> Excerpt
☆ ☆ ☆ ☆ ☆
"Don't Get Me Wrong" is a song released by British-American alternative rock group The Pretenders. It was the first single taken from the group's 1986 album, Get Close. It can also be found on the band's The Singles album, released in 1987. Chrissie Hynde said she was inspired to write the song for her friend John McEnroe.

Background
The song features a jangly guitar sound and an emphasis on melody. Hynde's lyrics contain literary references in addition to the more relationship-based subject matter typical for rock and pop music.

Reception
Billboard said that although Hynde is the only original Pretender remaining, this song represents "a pretty upbeat, strutting, confident Pretenders."  Cash Box praised Hynde's "sultry vocal" and "powerful songwriting." Classic rock review describes "Don't Get Me Wrong" as a "jaunty rock track".  Ultimate Classic Rock critic Matt Wardlaw rated it the Pretenders 8th greatest song, saying that it "[hammers] home the point rather succinctly that when it comes to love from the female point of view, it's best to expect the unexpected."

Music video
The music video for the song is a tribute to the British 1960s TV spy series The Avengers, with Chrissie Hynde playing Emma Peel searching for John Steed, while being diverted by body doubles and rival agents. She drives a 1983 Reliant Scimitar SS1. Steed actor Patrick Macnee appears in the original series' footage, with Hynde electronically inserted. Two edits to the video were made, the second edit adds alternate shots (including a scene of one of the body doubles being revealed to be a woman) and inserts footage of the band performing in a studio.
☆ ☆ ☆ ☆ ☆
> Collected material

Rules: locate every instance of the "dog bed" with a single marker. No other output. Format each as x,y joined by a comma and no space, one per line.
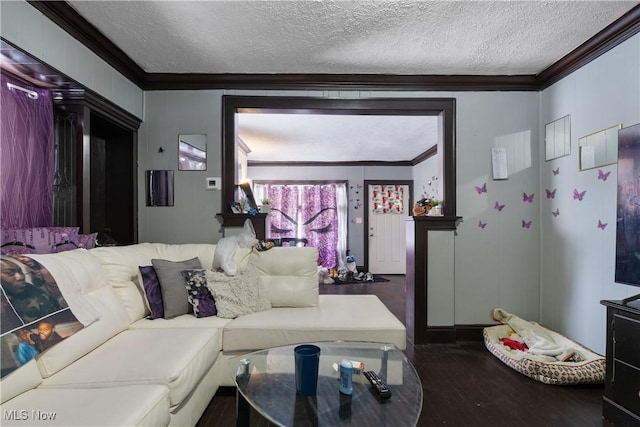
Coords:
581,365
☆ ☆ ☆ ☆ ☆
> Task goal
In the song article, what car does Chrissie Hynde drive in the music video? Answer from the song article only, leaving the listing aside.

> Result
A 1983 Reliant Scimitar SS1.